◆ Aim ◆
Rewrite everything in the material from the line containing "[indicate] the tree line" down to the last line as a JSON list of strings, with one string per line and blank lines skipped.

----

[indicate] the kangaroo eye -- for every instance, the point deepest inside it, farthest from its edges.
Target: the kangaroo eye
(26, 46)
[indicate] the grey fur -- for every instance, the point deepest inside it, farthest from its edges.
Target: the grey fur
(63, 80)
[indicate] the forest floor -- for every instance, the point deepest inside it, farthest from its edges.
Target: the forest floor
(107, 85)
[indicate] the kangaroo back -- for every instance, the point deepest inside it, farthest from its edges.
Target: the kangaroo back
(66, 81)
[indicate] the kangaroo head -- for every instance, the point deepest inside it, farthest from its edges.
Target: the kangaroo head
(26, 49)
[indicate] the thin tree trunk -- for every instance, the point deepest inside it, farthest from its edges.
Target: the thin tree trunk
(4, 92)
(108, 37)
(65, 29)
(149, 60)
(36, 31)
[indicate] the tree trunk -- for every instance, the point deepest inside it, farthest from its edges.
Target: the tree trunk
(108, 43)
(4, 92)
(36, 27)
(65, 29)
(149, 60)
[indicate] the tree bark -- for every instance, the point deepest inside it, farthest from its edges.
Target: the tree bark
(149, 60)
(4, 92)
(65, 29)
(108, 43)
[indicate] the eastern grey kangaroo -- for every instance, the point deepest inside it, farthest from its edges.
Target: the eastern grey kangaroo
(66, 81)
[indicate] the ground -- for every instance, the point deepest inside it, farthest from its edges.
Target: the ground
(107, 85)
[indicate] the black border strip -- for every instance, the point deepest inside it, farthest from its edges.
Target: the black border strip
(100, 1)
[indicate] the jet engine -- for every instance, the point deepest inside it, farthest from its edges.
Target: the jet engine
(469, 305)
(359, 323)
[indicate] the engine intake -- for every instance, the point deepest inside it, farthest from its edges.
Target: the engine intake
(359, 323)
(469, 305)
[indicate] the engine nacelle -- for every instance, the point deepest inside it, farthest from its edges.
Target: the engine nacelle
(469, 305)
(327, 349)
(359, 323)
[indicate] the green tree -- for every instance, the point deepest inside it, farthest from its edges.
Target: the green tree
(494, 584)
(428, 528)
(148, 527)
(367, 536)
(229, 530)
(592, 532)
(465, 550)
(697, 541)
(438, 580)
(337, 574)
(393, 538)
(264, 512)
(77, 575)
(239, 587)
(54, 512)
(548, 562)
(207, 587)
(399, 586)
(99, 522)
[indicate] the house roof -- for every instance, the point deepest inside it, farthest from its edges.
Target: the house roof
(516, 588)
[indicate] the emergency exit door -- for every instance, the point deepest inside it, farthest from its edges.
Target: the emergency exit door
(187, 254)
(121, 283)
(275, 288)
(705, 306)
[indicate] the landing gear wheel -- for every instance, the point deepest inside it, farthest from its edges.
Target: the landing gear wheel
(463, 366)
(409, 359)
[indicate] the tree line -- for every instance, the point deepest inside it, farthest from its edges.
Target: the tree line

----

◆ Exercise solution ◆
[
  "[indicate] the tree line -- for every instance, the point deepest inside it, farthest from its edges.",
  "Target: the tree line"
]